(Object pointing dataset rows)
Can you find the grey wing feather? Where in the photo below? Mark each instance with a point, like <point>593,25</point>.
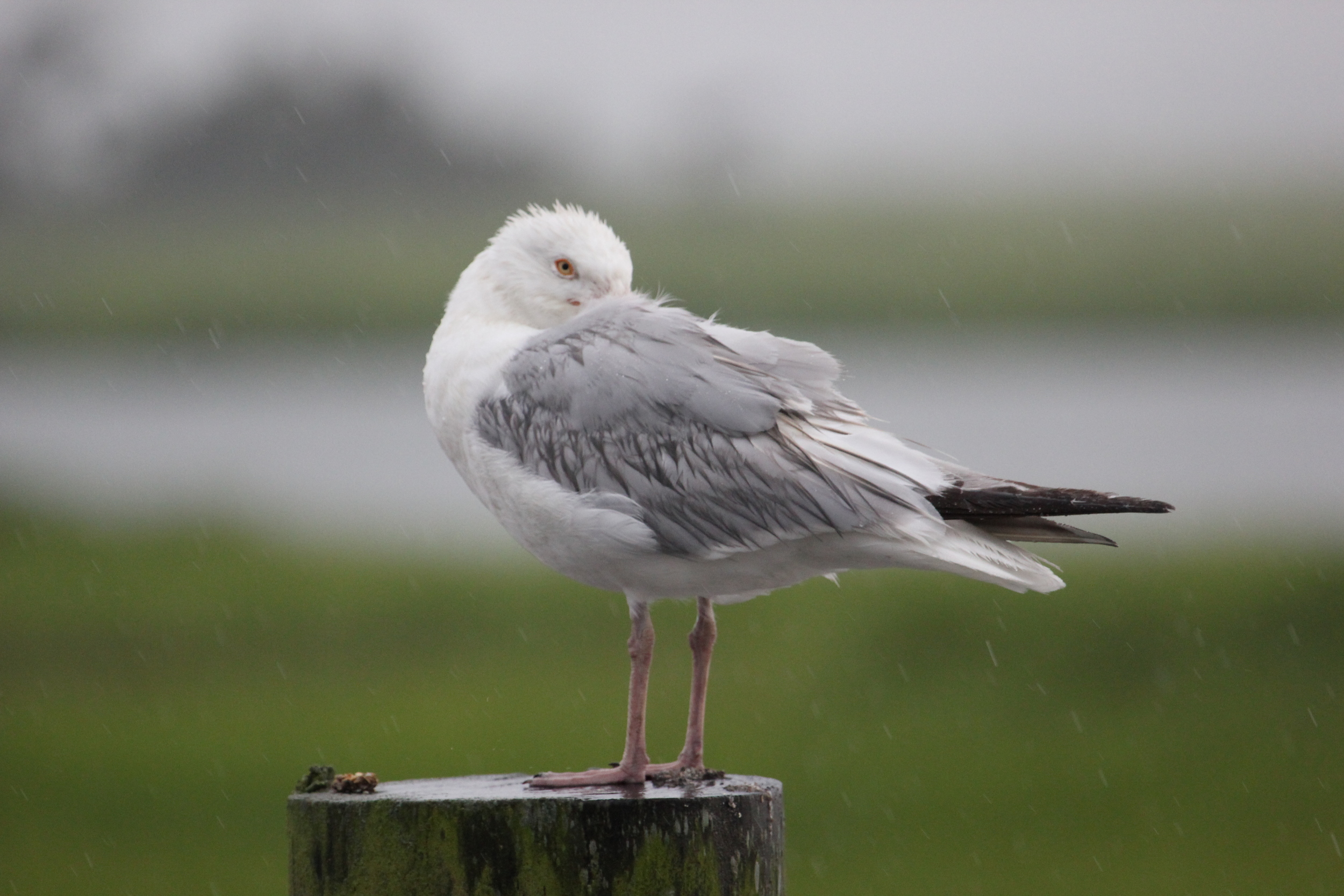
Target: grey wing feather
<point>644,402</point>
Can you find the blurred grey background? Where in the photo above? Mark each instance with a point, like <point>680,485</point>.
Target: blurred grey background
<point>1089,245</point>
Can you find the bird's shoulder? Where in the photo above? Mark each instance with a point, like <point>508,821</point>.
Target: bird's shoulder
<point>641,358</point>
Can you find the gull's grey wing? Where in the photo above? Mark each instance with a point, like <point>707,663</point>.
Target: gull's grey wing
<point>641,409</point>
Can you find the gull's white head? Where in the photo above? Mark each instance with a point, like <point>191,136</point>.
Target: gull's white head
<point>545,267</point>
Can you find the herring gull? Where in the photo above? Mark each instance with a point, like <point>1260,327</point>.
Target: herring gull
<point>638,448</point>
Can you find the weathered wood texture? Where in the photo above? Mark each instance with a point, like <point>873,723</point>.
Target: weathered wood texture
<point>492,835</point>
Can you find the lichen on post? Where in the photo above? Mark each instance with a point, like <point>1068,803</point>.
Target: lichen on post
<point>494,835</point>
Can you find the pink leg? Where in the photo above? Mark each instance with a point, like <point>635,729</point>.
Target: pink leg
<point>702,649</point>
<point>636,758</point>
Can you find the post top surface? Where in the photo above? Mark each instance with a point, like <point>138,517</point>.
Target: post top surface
<point>514,787</point>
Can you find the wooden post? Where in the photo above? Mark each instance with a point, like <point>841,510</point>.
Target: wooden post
<point>494,835</point>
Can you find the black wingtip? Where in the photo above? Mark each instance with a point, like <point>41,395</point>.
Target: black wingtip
<point>1020,499</point>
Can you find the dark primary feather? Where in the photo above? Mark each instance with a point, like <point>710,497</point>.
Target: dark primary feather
<point>1019,499</point>
<point>640,402</point>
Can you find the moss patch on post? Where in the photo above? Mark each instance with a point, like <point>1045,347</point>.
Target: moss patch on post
<point>492,835</point>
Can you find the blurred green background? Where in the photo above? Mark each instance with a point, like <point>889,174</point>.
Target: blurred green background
<point>1168,723</point>
<point>179,179</point>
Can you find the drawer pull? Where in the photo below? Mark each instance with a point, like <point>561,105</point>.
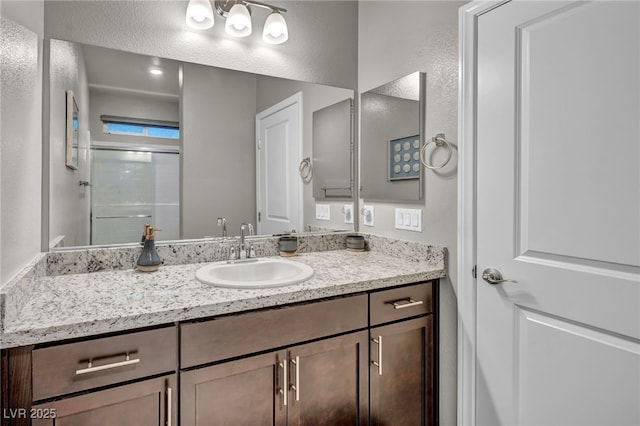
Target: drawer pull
<point>91,369</point>
<point>285,379</point>
<point>296,387</point>
<point>405,303</point>
<point>378,363</point>
<point>169,402</point>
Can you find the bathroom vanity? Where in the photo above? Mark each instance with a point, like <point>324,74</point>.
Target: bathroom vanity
<point>355,344</point>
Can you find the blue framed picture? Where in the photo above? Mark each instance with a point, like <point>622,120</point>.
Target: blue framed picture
<point>404,158</point>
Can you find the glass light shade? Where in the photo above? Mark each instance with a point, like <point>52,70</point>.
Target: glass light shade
<point>275,29</point>
<point>199,14</point>
<point>239,21</point>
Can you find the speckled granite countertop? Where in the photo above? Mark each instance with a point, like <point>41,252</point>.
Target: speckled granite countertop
<point>78,305</point>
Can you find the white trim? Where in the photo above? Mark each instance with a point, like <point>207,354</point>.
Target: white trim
<point>467,27</point>
<point>295,99</point>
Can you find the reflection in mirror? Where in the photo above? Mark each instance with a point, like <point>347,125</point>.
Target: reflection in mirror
<point>172,144</point>
<point>392,133</point>
<point>332,164</point>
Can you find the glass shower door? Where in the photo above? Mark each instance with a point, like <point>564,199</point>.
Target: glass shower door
<point>131,188</point>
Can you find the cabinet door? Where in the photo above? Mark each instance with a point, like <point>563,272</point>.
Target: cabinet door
<point>249,391</point>
<point>138,404</point>
<point>401,383</point>
<point>328,382</point>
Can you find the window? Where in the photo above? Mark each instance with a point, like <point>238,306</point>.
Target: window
<point>140,127</point>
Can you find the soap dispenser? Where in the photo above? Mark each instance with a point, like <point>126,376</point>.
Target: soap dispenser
<point>149,259</point>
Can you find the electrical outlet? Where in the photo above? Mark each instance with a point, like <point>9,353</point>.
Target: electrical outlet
<point>409,219</point>
<point>348,213</point>
<point>368,214</point>
<point>323,212</point>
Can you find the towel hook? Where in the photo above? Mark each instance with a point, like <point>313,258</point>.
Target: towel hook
<point>439,140</point>
<point>306,169</point>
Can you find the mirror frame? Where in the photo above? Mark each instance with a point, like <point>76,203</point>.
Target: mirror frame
<point>47,244</point>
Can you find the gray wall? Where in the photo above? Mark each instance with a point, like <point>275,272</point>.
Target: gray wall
<point>67,199</point>
<point>158,28</point>
<point>422,36</point>
<point>218,155</point>
<point>20,134</point>
<point>314,97</point>
<point>132,105</point>
<point>384,118</point>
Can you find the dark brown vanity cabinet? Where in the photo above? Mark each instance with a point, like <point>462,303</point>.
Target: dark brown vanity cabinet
<point>359,360</point>
<point>320,383</point>
<point>403,359</point>
<point>126,379</point>
<point>147,403</point>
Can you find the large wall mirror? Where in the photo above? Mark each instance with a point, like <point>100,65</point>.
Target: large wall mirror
<point>333,152</point>
<point>392,134</point>
<point>169,143</point>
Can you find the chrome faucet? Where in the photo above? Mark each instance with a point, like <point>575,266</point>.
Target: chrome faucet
<point>223,222</point>
<point>242,251</point>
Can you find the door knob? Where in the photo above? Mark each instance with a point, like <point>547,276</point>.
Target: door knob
<point>493,276</point>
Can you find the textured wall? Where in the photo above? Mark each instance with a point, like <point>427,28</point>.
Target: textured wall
<point>322,45</point>
<point>68,202</point>
<point>422,36</point>
<point>20,134</point>
<point>314,97</point>
<point>218,156</point>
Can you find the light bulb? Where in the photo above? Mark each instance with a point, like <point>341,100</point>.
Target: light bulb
<point>275,29</point>
<point>199,14</point>
<point>238,21</point>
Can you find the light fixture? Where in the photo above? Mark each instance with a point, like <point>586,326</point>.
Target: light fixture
<point>275,29</point>
<point>238,21</point>
<point>199,14</point>
<point>238,16</point>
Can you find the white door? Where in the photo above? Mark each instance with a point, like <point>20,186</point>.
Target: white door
<point>279,136</point>
<point>558,210</point>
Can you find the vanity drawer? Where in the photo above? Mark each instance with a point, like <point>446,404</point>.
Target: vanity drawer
<point>63,369</point>
<point>398,303</point>
<point>239,335</point>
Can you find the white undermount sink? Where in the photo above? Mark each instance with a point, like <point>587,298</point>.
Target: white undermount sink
<point>260,273</point>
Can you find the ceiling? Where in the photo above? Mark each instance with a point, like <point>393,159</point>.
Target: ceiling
<point>111,70</point>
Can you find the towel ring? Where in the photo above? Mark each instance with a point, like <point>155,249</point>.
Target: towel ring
<point>306,170</point>
<point>439,140</point>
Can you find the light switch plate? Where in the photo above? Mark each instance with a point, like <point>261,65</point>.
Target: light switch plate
<point>368,215</point>
<point>323,212</point>
<point>348,213</point>
<point>409,219</point>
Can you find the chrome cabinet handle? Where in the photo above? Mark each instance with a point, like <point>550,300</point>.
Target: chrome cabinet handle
<point>282,390</point>
<point>405,303</point>
<point>168,406</point>
<point>91,369</point>
<point>378,363</point>
<point>296,387</point>
<point>493,276</point>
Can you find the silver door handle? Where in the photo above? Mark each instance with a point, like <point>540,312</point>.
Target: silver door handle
<point>493,276</point>
<point>296,387</point>
<point>169,399</point>
<point>91,369</point>
<point>378,363</point>
<point>405,303</point>
<point>285,379</point>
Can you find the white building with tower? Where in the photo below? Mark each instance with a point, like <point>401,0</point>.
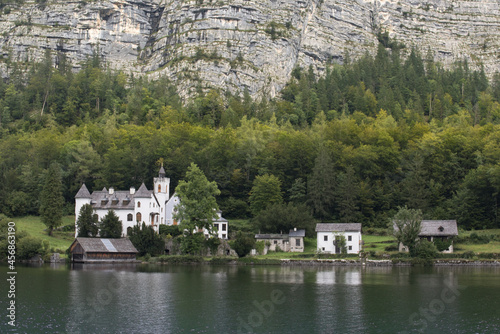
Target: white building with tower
<point>153,207</point>
<point>131,206</point>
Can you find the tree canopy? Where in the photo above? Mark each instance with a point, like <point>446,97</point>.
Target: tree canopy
<point>197,206</point>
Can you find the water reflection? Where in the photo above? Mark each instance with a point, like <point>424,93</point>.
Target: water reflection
<point>222,299</point>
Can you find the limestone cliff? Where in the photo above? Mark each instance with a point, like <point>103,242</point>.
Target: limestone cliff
<point>245,43</point>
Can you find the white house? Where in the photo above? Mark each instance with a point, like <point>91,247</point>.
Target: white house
<point>432,230</point>
<point>328,237</point>
<point>153,207</point>
<point>291,242</point>
<point>220,225</point>
<point>132,207</point>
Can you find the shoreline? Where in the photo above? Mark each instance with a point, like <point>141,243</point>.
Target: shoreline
<point>327,262</point>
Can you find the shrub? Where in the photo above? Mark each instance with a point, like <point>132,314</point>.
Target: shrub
<point>468,255</point>
<point>28,247</point>
<point>243,243</point>
<point>426,250</point>
<point>442,244</point>
<point>173,230</point>
<point>391,248</point>
<point>260,246</point>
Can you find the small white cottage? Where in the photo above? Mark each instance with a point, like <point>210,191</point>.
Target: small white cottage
<point>329,236</point>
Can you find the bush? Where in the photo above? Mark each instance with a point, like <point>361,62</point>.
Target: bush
<point>468,255</point>
<point>260,246</point>
<point>28,247</point>
<point>146,240</point>
<point>173,230</point>
<point>243,244</point>
<point>426,250</point>
<point>442,244</point>
<point>192,244</point>
<point>391,248</point>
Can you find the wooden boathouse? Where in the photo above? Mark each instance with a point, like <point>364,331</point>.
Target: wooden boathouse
<point>94,250</point>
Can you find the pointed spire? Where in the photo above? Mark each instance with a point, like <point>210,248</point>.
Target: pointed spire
<point>162,171</point>
<point>83,192</point>
<point>143,191</point>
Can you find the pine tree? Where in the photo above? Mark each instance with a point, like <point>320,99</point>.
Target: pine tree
<point>51,199</point>
<point>197,205</point>
<point>111,226</point>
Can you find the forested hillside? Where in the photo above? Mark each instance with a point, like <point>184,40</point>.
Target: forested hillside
<point>354,144</point>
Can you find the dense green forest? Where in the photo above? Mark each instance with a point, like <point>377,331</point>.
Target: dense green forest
<point>353,144</point>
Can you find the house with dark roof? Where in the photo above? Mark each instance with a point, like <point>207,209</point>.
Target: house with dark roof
<point>96,250</point>
<point>291,242</point>
<point>434,230</point>
<point>330,238</point>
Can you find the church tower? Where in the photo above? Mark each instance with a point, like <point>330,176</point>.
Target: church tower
<point>161,191</point>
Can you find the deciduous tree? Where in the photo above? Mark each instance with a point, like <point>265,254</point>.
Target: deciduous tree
<point>407,226</point>
<point>87,222</point>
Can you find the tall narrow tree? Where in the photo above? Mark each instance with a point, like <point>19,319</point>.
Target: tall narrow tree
<point>111,226</point>
<point>197,205</point>
<point>87,222</point>
<point>51,199</point>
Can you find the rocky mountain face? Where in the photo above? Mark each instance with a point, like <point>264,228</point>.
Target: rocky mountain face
<point>238,44</point>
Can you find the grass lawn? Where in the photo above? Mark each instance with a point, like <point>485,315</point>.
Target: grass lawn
<point>35,228</point>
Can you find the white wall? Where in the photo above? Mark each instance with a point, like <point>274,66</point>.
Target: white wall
<point>353,246</point>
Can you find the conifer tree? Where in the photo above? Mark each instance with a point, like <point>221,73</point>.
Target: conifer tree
<point>111,226</point>
<point>87,222</point>
<point>51,199</point>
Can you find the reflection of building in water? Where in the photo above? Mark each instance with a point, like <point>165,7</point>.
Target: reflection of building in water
<point>285,274</point>
<point>336,275</point>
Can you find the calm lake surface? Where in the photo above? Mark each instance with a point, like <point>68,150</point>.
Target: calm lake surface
<point>259,299</point>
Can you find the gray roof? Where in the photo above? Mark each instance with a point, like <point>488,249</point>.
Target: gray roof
<point>297,233</point>
<point>83,192</point>
<point>119,200</point>
<point>351,227</point>
<point>143,191</point>
<point>100,245</point>
<point>438,228</point>
<point>271,236</point>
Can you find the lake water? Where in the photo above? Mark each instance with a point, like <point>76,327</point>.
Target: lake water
<point>259,299</point>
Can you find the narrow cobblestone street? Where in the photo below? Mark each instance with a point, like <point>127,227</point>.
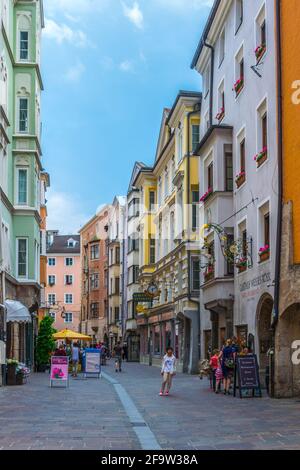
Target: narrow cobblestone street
<point>91,415</point>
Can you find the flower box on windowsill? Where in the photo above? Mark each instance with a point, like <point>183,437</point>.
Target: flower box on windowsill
<point>238,86</point>
<point>264,253</point>
<point>242,268</point>
<point>206,195</point>
<point>240,179</point>
<point>259,52</point>
<point>220,116</point>
<point>209,274</point>
<point>264,256</point>
<point>261,157</point>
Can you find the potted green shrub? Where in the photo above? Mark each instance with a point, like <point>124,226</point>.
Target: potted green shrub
<point>11,365</point>
<point>45,344</point>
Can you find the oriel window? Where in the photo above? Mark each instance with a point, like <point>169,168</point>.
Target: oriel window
<point>24,45</point>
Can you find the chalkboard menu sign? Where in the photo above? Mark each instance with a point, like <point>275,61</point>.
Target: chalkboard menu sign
<point>247,374</point>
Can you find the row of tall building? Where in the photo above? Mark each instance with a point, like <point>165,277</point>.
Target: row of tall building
<point>211,228</point>
<point>23,179</point>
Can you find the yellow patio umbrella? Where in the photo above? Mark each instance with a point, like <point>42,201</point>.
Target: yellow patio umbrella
<point>69,334</point>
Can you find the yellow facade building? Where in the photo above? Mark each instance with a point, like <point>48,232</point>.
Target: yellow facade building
<point>169,247</point>
<point>287,304</point>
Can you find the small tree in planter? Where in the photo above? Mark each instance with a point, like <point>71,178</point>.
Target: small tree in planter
<point>45,343</point>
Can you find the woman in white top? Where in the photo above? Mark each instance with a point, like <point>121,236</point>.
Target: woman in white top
<point>168,370</point>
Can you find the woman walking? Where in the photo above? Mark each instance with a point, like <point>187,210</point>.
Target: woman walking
<point>168,371</point>
<point>227,357</point>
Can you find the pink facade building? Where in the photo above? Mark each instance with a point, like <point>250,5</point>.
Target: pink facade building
<point>63,291</point>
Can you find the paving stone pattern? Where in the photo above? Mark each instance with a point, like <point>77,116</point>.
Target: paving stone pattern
<point>90,415</point>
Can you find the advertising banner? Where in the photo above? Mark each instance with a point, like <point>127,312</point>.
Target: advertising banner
<point>92,362</point>
<point>59,370</point>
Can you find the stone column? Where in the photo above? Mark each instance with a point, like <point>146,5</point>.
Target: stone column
<point>214,318</point>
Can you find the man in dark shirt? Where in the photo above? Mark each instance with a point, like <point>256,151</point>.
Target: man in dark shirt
<point>118,356</point>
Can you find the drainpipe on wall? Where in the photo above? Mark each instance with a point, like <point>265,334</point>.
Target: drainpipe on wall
<point>212,72</point>
<point>280,183</point>
<point>196,110</point>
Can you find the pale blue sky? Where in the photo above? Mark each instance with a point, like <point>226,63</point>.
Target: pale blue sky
<point>109,69</point>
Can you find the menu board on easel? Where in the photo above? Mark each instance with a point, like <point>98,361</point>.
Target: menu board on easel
<point>92,363</point>
<point>247,374</point>
<point>59,373</point>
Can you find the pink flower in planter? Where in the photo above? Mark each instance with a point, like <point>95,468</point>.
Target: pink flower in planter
<point>206,194</point>
<point>264,249</point>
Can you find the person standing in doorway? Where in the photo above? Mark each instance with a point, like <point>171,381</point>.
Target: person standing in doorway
<point>227,357</point>
<point>75,359</point>
<point>118,350</point>
<point>168,371</point>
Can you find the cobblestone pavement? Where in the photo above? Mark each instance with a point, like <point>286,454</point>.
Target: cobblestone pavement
<point>90,415</point>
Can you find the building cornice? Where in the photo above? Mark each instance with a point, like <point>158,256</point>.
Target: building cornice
<point>4,116</point>
<point>6,201</point>
<point>21,64</point>
<point>3,132</point>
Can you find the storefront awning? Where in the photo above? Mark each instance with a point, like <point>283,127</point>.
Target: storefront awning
<point>17,312</point>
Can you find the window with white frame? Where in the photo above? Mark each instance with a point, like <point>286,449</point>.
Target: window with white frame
<point>264,228</point>
<point>68,279</point>
<point>69,261</point>
<point>24,45</point>
<point>52,315</point>
<point>51,280</point>
<point>239,71</point>
<point>23,114</point>
<point>239,14</point>
<point>51,299</point>
<point>241,151</point>
<point>68,317</point>
<point>206,121</point>
<point>243,238</point>
<point>195,274</point>
<point>22,257</point>
<point>179,144</point>
<point>68,298</point>
<point>3,168</point>
<point>195,136</point>
<point>262,132</point>
<point>222,47</point>
<point>173,170</point>
<point>261,34</point>
<point>94,281</point>
<point>6,252</point>
<point>206,78</point>
<point>22,186</point>
<point>166,185</point>
<point>159,190</point>
<point>95,252</point>
<point>221,101</point>
<point>195,208</point>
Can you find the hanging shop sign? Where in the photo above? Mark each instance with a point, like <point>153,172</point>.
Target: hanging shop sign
<point>247,375</point>
<point>59,374</point>
<point>142,297</point>
<point>92,363</point>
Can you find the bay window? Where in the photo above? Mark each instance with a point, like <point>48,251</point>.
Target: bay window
<point>23,114</point>
<point>22,257</point>
<point>22,186</point>
<point>24,45</point>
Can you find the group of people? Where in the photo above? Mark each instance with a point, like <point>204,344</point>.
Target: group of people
<point>222,363</point>
<point>75,353</point>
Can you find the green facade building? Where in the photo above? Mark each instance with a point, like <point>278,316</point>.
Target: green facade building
<point>20,167</point>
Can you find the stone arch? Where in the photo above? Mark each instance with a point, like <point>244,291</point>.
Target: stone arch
<point>287,374</point>
<point>264,331</point>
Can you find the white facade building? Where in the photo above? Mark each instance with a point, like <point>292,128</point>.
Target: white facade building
<point>238,122</point>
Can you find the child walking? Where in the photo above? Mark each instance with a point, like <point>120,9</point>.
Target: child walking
<point>168,370</point>
<point>219,377</point>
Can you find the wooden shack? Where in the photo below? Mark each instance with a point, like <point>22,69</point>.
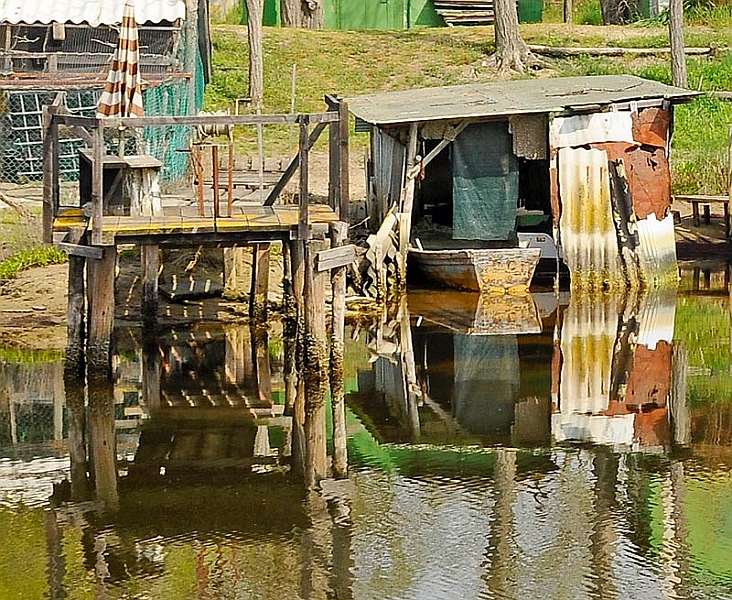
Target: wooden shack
<point>582,162</point>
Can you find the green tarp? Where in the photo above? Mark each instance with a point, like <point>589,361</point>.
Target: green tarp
<point>485,183</point>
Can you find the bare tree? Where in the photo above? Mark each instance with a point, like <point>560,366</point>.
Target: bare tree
<point>676,35</point>
<point>291,13</point>
<point>255,11</point>
<point>512,53</point>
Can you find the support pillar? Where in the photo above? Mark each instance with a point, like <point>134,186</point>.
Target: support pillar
<point>100,277</point>
<point>150,258</point>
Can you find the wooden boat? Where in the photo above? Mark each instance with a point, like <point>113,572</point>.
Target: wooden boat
<point>470,313</point>
<point>485,270</point>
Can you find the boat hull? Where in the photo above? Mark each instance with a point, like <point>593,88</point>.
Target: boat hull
<point>493,271</point>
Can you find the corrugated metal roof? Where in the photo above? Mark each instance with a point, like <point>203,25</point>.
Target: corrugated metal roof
<point>94,12</point>
<point>508,98</point>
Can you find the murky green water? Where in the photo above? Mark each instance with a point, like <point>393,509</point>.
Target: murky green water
<point>552,449</point>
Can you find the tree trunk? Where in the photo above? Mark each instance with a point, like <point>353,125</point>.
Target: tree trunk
<point>291,13</point>
<point>676,35</point>
<point>512,53</point>
<point>313,15</point>
<point>618,12</point>
<point>255,10</point>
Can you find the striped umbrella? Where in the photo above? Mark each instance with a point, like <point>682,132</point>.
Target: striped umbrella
<point>122,95</point>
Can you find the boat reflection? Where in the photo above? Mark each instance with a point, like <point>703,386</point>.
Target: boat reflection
<point>461,368</point>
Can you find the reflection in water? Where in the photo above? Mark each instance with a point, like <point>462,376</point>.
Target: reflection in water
<point>546,451</point>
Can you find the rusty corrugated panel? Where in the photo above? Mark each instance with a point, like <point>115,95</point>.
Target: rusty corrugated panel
<point>587,229</point>
<point>93,12</point>
<point>651,126</point>
<point>657,250</point>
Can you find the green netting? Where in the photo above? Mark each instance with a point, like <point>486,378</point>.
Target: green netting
<point>485,183</point>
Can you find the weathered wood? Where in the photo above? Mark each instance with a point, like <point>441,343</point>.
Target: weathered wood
<point>339,234</point>
<point>100,293</point>
<point>97,192</point>
<point>292,167</point>
<point>260,283</point>
<point>299,454</point>
<point>333,258</point>
<point>50,173</point>
<point>676,38</point>
<point>271,119</point>
<point>729,187</point>
<point>94,252</point>
<point>303,230</point>
<point>75,331</point>
<point>343,162</point>
<point>150,259</point>
<point>315,370</point>
<point>562,51</point>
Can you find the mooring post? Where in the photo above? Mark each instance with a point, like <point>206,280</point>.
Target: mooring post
<point>338,232</point>
<point>260,283</point>
<point>75,363</point>
<point>150,259</point>
<point>100,279</point>
<point>297,256</point>
<point>315,372</point>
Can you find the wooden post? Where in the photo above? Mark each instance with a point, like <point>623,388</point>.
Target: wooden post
<point>50,172</point>
<point>97,182</point>
<point>75,317</point>
<point>339,232</point>
<point>198,169</point>
<point>343,161</point>
<point>259,283</point>
<point>298,284</point>
<point>728,212</point>
<point>100,278</point>
<point>303,230</point>
<point>315,371</point>
<point>150,258</point>
<point>215,163</point>
<point>676,38</point>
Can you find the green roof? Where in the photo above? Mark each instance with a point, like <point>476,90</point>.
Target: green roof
<point>504,98</point>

• Problem statement
Write out every line from the one containing "Can you find the chrome cabinet" down to the one containing "<point>245,43</point>", both included. Leave the pictures out.

• Task output
Can you find the chrome cabinet handle? Where in the photo above? Mark each instance with a point, like <point>550,300</point>.
Target: chrome cabinet handle
<point>282,390</point>
<point>405,303</point>
<point>168,406</point>
<point>91,369</point>
<point>378,363</point>
<point>296,387</point>
<point>493,276</point>
Can you find the silver door handle? Where in the photo above? Mark each instance with a point, like <point>540,312</point>.
Target: silver door handle
<point>493,276</point>
<point>296,387</point>
<point>169,399</point>
<point>91,369</point>
<point>378,363</point>
<point>405,303</point>
<point>285,379</point>
Can you find the white building with tower? Where in the photo below? Mark each instance with a point, like <point>401,0</point>.
Target: white building with tower
<point>153,207</point>
<point>131,206</point>
Can you find the tree canopy? Where in the photo above? Mark each instance with a point, like <point>446,97</point>.
Target: tree canopy
<point>197,206</point>
Can you find the water reflection? Where in the photo above? Mark each instance with a point, like <point>424,93</point>.
Target: water reflection
<point>222,299</point>
Can you find the limestone cliff? Where in the photo above? Mark each instance with a point, like <point>103,242</point>.
Target: limestone cliff
<point>245,43</point>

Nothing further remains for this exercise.